--- start of TASK INPUT ---

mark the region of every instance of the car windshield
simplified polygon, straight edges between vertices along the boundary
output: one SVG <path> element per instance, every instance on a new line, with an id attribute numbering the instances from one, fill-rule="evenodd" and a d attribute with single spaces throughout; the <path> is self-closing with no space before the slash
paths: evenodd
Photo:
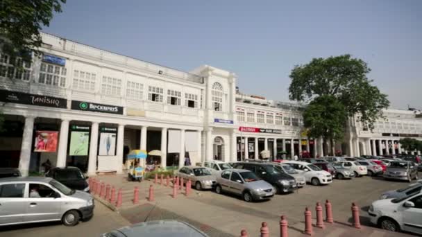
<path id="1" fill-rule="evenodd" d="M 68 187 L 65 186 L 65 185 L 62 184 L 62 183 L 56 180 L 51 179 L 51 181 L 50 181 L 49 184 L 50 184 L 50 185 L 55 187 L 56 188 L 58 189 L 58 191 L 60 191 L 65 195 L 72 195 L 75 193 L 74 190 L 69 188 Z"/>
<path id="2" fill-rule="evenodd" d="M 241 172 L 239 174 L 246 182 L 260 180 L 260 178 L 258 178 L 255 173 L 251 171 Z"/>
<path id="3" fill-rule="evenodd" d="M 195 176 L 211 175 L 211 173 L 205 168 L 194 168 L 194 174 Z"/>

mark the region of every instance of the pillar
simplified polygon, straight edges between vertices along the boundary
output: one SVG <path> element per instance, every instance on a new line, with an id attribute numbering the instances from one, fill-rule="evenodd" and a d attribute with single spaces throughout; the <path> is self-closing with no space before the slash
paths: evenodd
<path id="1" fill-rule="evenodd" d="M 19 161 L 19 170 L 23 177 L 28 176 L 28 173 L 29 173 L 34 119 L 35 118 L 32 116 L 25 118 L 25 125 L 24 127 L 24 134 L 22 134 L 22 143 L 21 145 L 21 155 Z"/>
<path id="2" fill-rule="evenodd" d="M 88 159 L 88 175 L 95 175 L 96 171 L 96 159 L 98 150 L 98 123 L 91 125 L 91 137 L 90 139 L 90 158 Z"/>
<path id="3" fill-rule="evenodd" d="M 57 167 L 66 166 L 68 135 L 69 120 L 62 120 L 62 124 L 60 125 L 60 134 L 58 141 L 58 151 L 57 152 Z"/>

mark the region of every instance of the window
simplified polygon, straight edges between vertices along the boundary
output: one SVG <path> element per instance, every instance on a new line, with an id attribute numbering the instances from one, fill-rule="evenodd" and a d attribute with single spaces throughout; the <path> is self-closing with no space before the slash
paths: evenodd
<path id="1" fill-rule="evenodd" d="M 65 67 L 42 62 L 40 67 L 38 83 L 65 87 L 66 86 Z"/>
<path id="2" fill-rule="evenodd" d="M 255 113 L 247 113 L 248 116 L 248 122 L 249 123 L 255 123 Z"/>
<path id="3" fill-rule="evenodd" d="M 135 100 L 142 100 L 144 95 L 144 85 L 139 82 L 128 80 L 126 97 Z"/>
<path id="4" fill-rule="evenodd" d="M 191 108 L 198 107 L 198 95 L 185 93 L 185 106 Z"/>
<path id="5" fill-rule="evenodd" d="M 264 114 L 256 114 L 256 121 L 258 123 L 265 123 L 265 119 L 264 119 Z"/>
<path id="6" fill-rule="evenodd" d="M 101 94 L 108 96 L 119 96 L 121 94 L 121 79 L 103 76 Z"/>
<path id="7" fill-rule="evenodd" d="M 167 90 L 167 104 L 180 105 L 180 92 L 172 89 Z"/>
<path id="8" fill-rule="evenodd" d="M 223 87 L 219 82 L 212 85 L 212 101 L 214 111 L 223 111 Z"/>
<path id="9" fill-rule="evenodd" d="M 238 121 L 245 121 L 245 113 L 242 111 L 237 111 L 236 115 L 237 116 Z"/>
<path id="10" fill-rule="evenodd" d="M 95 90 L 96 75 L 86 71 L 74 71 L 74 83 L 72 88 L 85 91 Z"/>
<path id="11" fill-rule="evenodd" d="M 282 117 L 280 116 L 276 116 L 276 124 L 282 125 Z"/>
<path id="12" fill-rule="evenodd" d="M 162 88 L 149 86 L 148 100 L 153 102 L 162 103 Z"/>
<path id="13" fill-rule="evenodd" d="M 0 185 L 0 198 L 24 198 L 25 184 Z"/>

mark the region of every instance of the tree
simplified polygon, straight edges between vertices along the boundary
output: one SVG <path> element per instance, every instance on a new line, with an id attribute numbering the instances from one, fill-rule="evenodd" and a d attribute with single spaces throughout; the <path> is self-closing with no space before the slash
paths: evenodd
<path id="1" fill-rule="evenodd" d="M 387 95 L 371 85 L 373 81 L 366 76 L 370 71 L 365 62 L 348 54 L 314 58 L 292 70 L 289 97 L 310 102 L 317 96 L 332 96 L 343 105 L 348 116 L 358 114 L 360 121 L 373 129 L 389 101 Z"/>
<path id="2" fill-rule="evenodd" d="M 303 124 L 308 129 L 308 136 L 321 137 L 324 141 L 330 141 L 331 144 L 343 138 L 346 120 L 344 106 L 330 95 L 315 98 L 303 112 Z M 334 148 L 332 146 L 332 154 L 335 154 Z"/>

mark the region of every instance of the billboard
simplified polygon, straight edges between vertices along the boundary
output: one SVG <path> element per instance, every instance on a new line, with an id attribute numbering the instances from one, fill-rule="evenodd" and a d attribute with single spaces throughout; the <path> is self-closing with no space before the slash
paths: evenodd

--- end of TASK INPUT ---

**INSTRUCTIONS TO FOLLOW**
Copy every one of the records above line for line, reproducing each character unchanged. Omit the pictures from your copy.

**SOLVED EXERCISE**
mark the region of every instance of the car windshield
simplified polygon, straight edges between vertices along the boundary
output: one SVG <path> element per instance, every instance on a new line, with an id attribute numbering the instances from one, fill-rule="evenodd" and a d attribute with single spaces throughout; the <path> is self-closing with no space before the slash
paths: evenodd
Photo:
<path id="1" fill-rule="evenodd" d="M 68 187 L 65 186 L 65 185 L 62 184 L 62 183 L 56 180 L 51 179 L 51 181 L 50 181 L 49 184 L 50 184 L 50 185 L 55 187 L 56 188 L 58 189 L 58 191 L 60 191 L 65 195 L 72 195 L 75 193 L 74 190 L 69 188 Z"/>
<path id="2" fill-rule="evenodd" d="M 241 172 L 239 174 L 246 182 L 260 180 L 260 178 L 258 178 L 255 173 L 251 171 Z"/>
<path id="3" fill-rule="evenodd" d="M 195 176 L 211 175 L 211 173 L 205 168 L 194 168 L 194 174 Z"/>

mark the region of every instance of the pillar
simplified polygon, straight edges between vertices along the boundary
output: one SVG <path> element per instance, every instance on a new line, with an id attribute numbering the instances from one, fill-rule="evenodd" and a d attribute with single spaces throughout; the <path> is self-closing with no space before the slash
paths: evenodd
<path id="1" fill-rule="evenodd" d="M 19 161 L 19 170 L 23 177 L 28 176 L 28 173 L 29 173 L 34 119 L 35 118 L 32 116 L 25 118 L 25 125 L 24 127 L 24 134 L 22 134 L 22 143 L 21 145 L 21 155 Z"/>
<path id="2" fill-rule="evenodd" d="M 88 159 L 88 175 L 95 175 L 96 171 L 96 159 L 98 150 L 98 123 L 91 125 L 91 137 L 90 139 L 90 158 Z"/>
<path id="3" fill-rule="evenodd" d="M 57 167 L 66 166 L 68 135 L 69 120 L 62 120 L 62 124 L 60 125 L 60 134 L 58 141 L 58 151 L 57 152 Z"/>

mark the region of every instance of the window
simplified polygon, straight edges between vertices along the boundary
output: one SVG <path> element per instance, every instance on a new line, with an id attribute numbering the instances from one, fill-rule="evenodd" and a d attribute with single spaces throughout; the <path> is self-closing with no space before the slash
paths: evenodd
<path id="1" fill-rule="evenodd" d="M 65 67 L 42 62 L 40 67 L 38 83 L 65 87 L 66 86 Z"/>
<path id="2" fill-rule="evenodd" d="M 255 113 L 247 113 L 248 116 L 248 122 L 249 123 L 255 123 Z"/>
<path id="3" fill-rule="evenodd" d="M 135 100 L 142 100 L 144 95 L 144 85 L 139 82 L 128 80 L 126 97 Z"/>
<path id="4" fill-rule="evenodd" d="M 191 108 L 198 107 L 198 95 L 185 93 L 185 106 Z"/>
<path id="5" fill-rule="evenodd" d="M 264 114 L 256 114 L 256 121 L 258 123 L 265 123 L 265 119 L 264 119 Z"/>
<path id="6" fill-rule="evenodd" d="M 101 94 L 108 96 L 119 96 L 121 94 L 121 79 L 103 76 Z"/>
<path id="7" fill-rule="evenodd" d="M 167 90 L 167 104 L 180 105 L 180 92 L 172 89 Z"/>
<path id="8" fill-rule="evenodd" d="M 223 87 L 219 82 L 212 85 L 212 101 L 214 111 L 223 111 Z"/>
<path id="9" fill-rule="evenodd" d="M 238 121 L 245 121 L 245 113 L 242 111 L 237 111 L 236 115 L 237 116 Z"/>
<path id="10" fill-rule="evenodd" d="M 95 90 L 96 75 L 86 71 L 74 71 L 74 83 L 72 88 L 85 91 Z"/>
<path id="11" fill-rule="evenodd" d="M 282 117 L 280 116 L 276 116 L 276 124 L 282 125 Z"/>
<path id="12" fill-rule="evenodd" d="M 162 88 L 149 86 L 148 100 L 153 102 L 162 103 Z"/>
<path id="13" fill-rule="evenodd" d="M 0 185 L 0 198 L 24 198 L 25 184 Z"/>

mark the region of every instance of the tree
simplified polygon, straight edges between vertices along the boundary
output: one SVG <path> element per instance, every instance on a new line, with an id attribute numbering the instances from one, fill-rule="evenodd" and a d attribute with single spaces throughout; the <path> is self-closing with no space before the slash
paths: evenodd
<path id="1" fill-rule="evenodd" d="M 387 95 L 371 85 L 373 81 L 366 76 L 370 71 L 365 62 L 348 54 L 314 58 L 292 70 L 289 97 L 310 102 L 317 96 L 332 96 L 343 105 L 348 116 L 358 114 L 360 121 L 373 129 L 389 101 Z"/>
<path id="2" fill-rule="evenodd" d="M 303 124 L 308 129 L 308 136 L 321 137 L 324 141 L 330 141 L 331 144 L 343 138 L 346 120 L 344 106 L 330 95 L 315 98 L 303 112 Z M 334 148 L 332 146 L 332 154 L 335 154 Z"/>

mark the region of every instance of the billboard
simplified polygon, straight edges between vertices along the boundary
output: one SVG <path> element per instance, every instance on a new line, with an id attribute numbering the instances from one, fill-rule="evenodd" and a d attribute with single spaces throughout; the <path> is self-closing with no space before the slash
paths: evenodd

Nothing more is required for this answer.